What you should do
In the entries starting at the line that contains "Locate every dark" and ending at the line that contains "176], [338, 141, 371, 158]]", swap "JSON list" for "JSON array" and give those lines again with nothing else changed.

»»

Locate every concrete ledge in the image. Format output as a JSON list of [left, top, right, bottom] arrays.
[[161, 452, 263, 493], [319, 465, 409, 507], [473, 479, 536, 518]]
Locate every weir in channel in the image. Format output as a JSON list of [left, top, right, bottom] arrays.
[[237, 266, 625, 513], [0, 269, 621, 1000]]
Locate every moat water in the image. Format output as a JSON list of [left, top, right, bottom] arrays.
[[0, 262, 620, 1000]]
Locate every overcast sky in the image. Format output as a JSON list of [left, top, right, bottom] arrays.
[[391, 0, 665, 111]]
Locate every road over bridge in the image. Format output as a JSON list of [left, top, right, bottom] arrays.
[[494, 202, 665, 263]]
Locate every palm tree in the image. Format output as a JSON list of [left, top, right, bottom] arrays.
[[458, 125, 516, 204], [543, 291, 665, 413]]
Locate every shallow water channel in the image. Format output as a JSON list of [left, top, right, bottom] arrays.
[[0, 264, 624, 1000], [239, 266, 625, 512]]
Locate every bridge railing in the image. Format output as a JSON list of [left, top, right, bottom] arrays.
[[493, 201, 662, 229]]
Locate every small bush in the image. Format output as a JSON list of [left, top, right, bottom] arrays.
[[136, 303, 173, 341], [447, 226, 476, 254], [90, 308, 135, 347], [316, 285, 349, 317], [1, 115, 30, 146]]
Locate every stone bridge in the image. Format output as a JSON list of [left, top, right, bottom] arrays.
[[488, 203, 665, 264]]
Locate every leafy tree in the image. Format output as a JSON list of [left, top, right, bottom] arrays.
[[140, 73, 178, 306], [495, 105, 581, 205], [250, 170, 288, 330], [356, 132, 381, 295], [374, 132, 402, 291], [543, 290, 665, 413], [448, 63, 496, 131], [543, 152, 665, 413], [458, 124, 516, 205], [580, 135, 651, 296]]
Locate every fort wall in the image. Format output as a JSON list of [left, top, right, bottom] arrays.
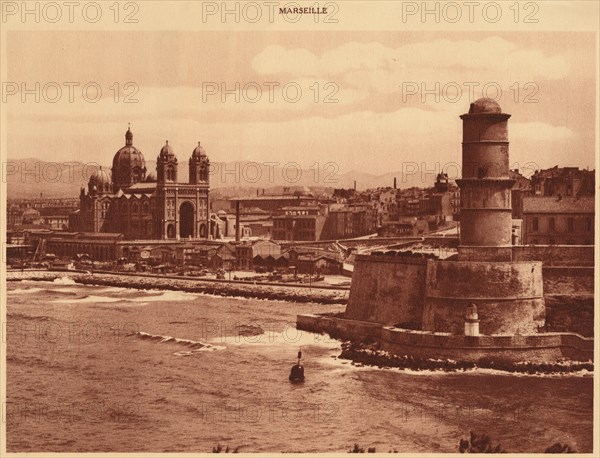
[[423, 260, 545, 334], [345, 255, 427, 329], [297, 315, 594, 363]]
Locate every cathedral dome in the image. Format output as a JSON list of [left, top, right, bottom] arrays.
[[192, 142, 206, 157], [113, 129, 146, 181], [469, 97, 502, 114], [88, 167, 111, 189], [160, 140, 175, 156]]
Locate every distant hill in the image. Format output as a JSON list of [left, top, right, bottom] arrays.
[[5, 158, 435, 199]]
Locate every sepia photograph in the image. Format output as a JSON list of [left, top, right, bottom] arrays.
[[0, 0, 600, 457]]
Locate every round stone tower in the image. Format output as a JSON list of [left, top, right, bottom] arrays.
[[457, 98, 514, 260]]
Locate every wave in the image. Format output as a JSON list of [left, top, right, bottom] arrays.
[[127, 331, 225, 356], [52, 277, 77, 285], [7, 288, 48, 295], [53, 294, 123, 304], [134, 289, 198, 302], [320, 355, 594, 378]]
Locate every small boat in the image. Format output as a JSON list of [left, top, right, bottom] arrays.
[[289, 350, 304, 383]]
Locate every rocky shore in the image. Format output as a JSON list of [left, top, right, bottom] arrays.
[[6, 270, 348, 304], [339, 342, 594, 374]]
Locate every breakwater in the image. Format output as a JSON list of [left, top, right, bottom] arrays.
[[6, 270, 348, 304]]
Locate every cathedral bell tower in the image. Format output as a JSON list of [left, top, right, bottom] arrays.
[[189, 142, 209, 184], [156, 140, 177, 183]]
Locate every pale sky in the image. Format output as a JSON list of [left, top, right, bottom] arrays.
[[4, 31, 597, 174]]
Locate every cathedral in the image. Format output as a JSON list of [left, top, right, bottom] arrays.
[[70, 128, 210, 240]]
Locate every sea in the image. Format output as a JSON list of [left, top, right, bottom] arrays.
[[3, 277, 593, 453]]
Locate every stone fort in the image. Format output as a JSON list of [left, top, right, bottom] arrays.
[[297, 98, 594, 362]]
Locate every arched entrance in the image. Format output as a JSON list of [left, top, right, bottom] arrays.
[[167, 224, 175, 239], [179, 202, 195, 239]]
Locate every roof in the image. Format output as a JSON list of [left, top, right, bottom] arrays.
[[125, 182, 156, 193], [523, 197, 594, 214], [228, 194, 315, 202]]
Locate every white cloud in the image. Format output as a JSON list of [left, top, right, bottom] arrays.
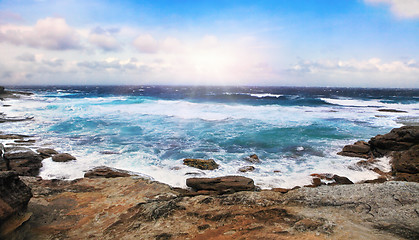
[[89, 27, 120, 51], [364, 0, 419, 18], [286, 58, 419, 87], [0, 18, 81, 50], [133, 34, 159, 53]]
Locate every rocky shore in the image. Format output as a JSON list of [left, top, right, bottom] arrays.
[[0, 89, 419, 240]]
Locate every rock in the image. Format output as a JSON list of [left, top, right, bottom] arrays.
[[0, 171, 32, 234], [186, 176, 255, 194], [392, 145, 419, 174], [239, 166, 255, 172], [183, 158, 219, 170], [52, 153, 76, 162], [0, 147, 42, 176], [338, 141, 371, 158], [332, 175, 354, 185], [245, 154, 260, 163], [84, 166, 131, 178], [368, 126, 419, 157], [36, 148, 58, 158]]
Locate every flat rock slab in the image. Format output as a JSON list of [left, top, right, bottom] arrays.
[[183, 158, 218, 170], [186, 176, 255, 193]]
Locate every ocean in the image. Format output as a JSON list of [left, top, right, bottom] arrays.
[[0, 86, 419, 188]]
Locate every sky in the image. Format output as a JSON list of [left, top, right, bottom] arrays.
[[0, 0, 419, 88]]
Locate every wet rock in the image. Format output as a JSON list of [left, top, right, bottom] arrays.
[[244, 154, 260, 163], [52, 153, 76, 162], [183, 158, 219, 170], [0, 147, 42, 176], [84, 166, 131, 178], [0, 171, 32, 235], [186, 176, 255, 194], [338, 141, 371, 158], [239, 166, 255, 172], [36, 148, 58, 158], [332, 175, 354, 185], [368, 126, 419, 157]]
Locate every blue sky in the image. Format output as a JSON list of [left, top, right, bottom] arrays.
[[0, 0, 419, 88]]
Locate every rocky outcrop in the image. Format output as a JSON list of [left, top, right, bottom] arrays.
[[52, 153, 76, 162], [186, 176, 255, 194], [0, 171, 32, 235], [244, 154, 260, 163], [0, 147, 42, 176], [84, 166, 131, 178], [183, 158, 219, 170], [338, 126, 419, 182], [338, 141, 371, 158]]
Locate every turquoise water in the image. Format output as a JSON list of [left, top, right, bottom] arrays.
[[2, 86, 419, 187]]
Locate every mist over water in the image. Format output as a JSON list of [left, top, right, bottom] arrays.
[[2, 86, 419, 188]]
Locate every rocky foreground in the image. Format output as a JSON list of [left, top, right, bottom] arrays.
[[0, 89, 419, 240]]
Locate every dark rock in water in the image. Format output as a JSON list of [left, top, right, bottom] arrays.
[[368, 126, 419, 157], [186, 176, 256, 194], [36, 148, 58, 158], [0, 147, 42, 176], [332, 175, 354, 185], [183, 158, 219, 170], [0, 171, 32, 230], [52, 153, 76, 162], [84, 166, 131, 178], [377, 109, 407, 113], [245, 154, 260, 163], [338, 141, 371, 158], [239, 166, 255, 172]]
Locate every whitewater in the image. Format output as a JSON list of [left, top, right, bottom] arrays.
[[2, 86, 419, 188]]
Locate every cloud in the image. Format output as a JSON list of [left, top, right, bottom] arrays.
[[364, 0, 419, 18], [88, 27, 120, 51], [16, 53, 36, 62], [132, 34, 159, 53], [0, 18, 81, 50]]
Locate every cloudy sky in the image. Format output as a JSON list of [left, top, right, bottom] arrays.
[[0, 0, 419, 88]]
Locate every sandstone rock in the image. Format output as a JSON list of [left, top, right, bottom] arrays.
[[245, 154, 260, 163], [84, 166, 131, 178], [36, 148, 58, 158], [332, 175, 354, 185], [392, 144, 419, 174], [368, 126, 419, 157], [0, 171, 32, 229], [183, 158, 219, 170], [52, 153, 76, 162], [186, 176, 255, 194], [239, 166, 255, 172], [0, 147, 42, 176], [338, 141, 371, 158]]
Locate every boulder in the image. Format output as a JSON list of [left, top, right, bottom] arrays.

««

Solved problem
Locate every dark rock in water in the image. Format output as a JSON array of [left, top, right, bottom] arrays.
[[368, 126, 419, 157], [186, 176, 256, 194], [36, 148, 58, 158], [0, 147, 42, 176], [332, 175, 354, 185], [183, 158, 219, 170], [0, 171, 32, 230], [52, 153, 76, 162], [84, 166, 131, 178], [377, 109, 407, 113], [245, 154, 260, 163], [338, 141, 371, 158], [239, 166, 255, 172]]
Locate every whitewater in the image. Format output as a JSON array of [left, top, right, bottom] arrays.
[[2, 86, 419, 188]]
Locate every cloud in the image. Format output as a JSON array of [left, top, right, bottom] arrays.
[[364, 0, 419, 18], [88, 27, 120, 51], [16, 53, 36, 62], [132, 34, 159, 53], [0, 18, 81, 50]]
Locate every cloudy sky in the image. Format output as a JSON array of [left, top, right, bottom] arrays.
[[0, 0, 419, 88]]
Locate every sandstone rock in the image. Format output as a JSON array of [left, top, right, bottom] arrays.
[[245, 154, 260, 163], [84, 166, 131, 178], [36, 148, 58, 158], [332, 175, 354, 185], [392, 144, 419, 174], [368, 126, 419, 157], [0, 171, 32, 229], [183, 158, 219, 170], [52, 153, 76, 162], [186, 176, 255, 194], [239, 166, 255, 172], [0, 147, 42, 176], [338, 141, 371, 158]]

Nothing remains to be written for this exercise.